=== Required task a ===
Answer these questions using the hall of fame text:
(i) Where is the hall of fame's memorabilia kept?
(ii) In what year was the hall of fame created?
(iii) For how many years must a nominee have been active in their primary field to qualify on that basis?

=== Source text ===
= West Coast Stock Car/Motorsports Hall of Fame =

Hall of Fame in the United States

The West Coast Stock Car/Motorsports Hall Of Fame, originally the West Coast Stock Car Hall of Fame, is a Hall of Fame for people associated primarily with late-model stock car racing on the West Coast of the United States. Many NASCAR Grand National Division, West Series champions are inducted in the Hall of Fame. Today, it is a digital hall of fame located online (Official website) with memorabilia located at the Estrella Museum in Paso Robles, California. Inductees are honored at an annual banquet in June at the Turn 11 Club, Sonoma Raceway, Sonoma, Calif. The members of the Hall of Fame board are largely related to NASCAR. The Hall of Fame eventually began to recognize competitors from other disciplines of motorsport including drag racing and various forms of open-wheel racing.

==History==
The hall of fame was created in 2001. Nominees are either retired, deceased or have moved from one area of participation to another, or have been active in their primary field for at least 25 years. The first class was inducted in 2002.

=== Listed records ===
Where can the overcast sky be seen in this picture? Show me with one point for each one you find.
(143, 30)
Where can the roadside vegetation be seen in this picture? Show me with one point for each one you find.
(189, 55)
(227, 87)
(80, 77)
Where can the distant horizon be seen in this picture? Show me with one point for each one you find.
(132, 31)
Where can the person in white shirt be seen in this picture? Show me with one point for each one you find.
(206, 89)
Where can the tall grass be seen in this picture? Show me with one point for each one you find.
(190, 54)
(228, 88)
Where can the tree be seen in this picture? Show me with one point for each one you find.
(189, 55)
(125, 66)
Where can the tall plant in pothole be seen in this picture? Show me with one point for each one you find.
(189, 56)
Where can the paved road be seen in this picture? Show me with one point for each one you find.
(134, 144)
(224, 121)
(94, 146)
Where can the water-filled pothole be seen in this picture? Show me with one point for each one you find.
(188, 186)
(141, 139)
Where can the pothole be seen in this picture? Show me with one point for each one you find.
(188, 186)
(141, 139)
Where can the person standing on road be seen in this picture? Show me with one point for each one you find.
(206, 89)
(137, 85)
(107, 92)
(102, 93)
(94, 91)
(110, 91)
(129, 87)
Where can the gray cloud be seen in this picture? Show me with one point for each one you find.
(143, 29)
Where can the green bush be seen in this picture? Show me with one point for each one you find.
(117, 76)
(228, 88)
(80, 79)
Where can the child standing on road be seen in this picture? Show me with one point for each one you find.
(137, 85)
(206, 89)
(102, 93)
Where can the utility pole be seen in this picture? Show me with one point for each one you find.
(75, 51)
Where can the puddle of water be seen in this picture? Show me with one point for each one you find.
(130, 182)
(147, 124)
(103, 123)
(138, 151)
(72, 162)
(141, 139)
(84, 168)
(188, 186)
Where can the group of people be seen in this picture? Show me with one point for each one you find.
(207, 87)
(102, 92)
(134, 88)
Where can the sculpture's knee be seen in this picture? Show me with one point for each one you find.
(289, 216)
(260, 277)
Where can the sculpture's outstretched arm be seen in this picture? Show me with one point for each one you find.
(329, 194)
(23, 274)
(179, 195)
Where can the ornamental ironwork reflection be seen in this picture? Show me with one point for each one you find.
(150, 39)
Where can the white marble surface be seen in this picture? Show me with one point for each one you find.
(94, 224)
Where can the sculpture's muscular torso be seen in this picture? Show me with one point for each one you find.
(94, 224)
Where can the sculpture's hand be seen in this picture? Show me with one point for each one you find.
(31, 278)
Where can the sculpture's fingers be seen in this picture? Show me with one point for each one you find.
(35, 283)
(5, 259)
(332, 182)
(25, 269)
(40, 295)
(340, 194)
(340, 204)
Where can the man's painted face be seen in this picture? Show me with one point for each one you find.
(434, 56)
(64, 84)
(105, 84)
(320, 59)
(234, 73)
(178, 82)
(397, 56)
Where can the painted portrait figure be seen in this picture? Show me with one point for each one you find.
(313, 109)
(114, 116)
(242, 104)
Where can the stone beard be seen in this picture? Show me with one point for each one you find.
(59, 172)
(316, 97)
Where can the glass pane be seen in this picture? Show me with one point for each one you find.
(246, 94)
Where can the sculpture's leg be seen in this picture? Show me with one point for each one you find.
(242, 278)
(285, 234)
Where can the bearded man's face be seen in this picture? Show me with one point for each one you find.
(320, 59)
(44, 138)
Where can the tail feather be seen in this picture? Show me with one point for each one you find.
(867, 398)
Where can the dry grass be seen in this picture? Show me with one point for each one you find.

=== Required task b ===
Please pull out every line of the records that contains the word "standing".

=== Correct answer a ===
(i) At the Estrella Museum in Paso Robles, California.
(ii) 2001.
(iii) At least 25 years.

=== Correct answer b ===
Where can the person standing on road be seen in this picture? Show me with one point for each one you find.
Where can the child standing on road be seen in this picture? Show me with one point for each one you find.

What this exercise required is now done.